## Extract provided
Link to Pubmed [PMID] – 31307982
Antimicrob. Agents Chemother. 2019 Jul;
BACKGROUND: Drug efficacy trials monitor the continued efficacy of front-line drugs against falciparum malaria. Over-estimates of efficacy result in a country retaining a failing drug as first-line treatment with associated increases in morbidity and mortality, while under-estimating drug effectiveness leads to removal of an effective treatment with substantial practical and economic implications. Trials are challenging: they require long durations of follow-up to detect drug failures, and patients are frequently re-infected during that period. Molecular correction based on parasite genotypes distinguishes reinfections from drug failures to ensure the accuracy of failure rate estimates. Several molecular correction “algorithms” are proposed, but which is most accurate and/or robust remains unknown.
METHODS: We used pharmacological modelling to simulate parasite dynamics and genetic signals that occur in patients enrolled in malaria drug clinical trials. We compared estimates of treatment failure obtained from a selection of proposed molecular correction algorithms against the known “true” failure rate in the model.

## Data under study
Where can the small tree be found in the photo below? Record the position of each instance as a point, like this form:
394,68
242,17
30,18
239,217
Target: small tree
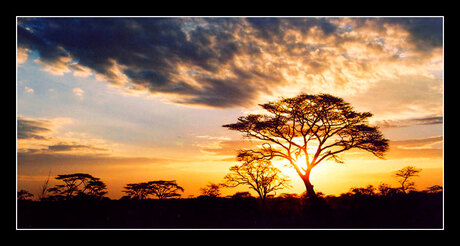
292,126
434,189
138,191
78,185
366,191
404,175
211,190
257,173
24,195
387,190
165,189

## Work instructions
Quote the whole malaria drug trial abstract from above, word for word.

## Answer to this exercise
Link to Pubmed [PMID] – 31307982
Antimicrob. Agents Chemother. 2019 Jul;
BACKGROUND: Drug efficacy trials monitor the continued efficacy of front-line drugs against falciparum malaria. Over-estimates of efficacy result in a country retaining a failing drug as first-line treatment with associated increases in morbidity and mortality, while under-estimating drug effectiveness leads to removal of an effective treatment with substantial practical and economic implications. Trials are challenging: they require long durations of follow-up to detect drug failures, and patients are frequently re-infected during that period. Molecular correction based on parasite genotypes distinguishes reinfections from drug failures to ensure the accuracy of failure rate estimates. Several molecular correction “algorithms” are proposed, but which is most accurate and/or robust remains unknown.
METHODS: We used pharmacological modelling to simulate parasite dynamics and genetic signals that occur in patients enrolled in malaria drug clinical trials. We compared estimates of treatment failure obtained from a selection of proposed molecular correction algorithms against the known “true” failure rate in the model.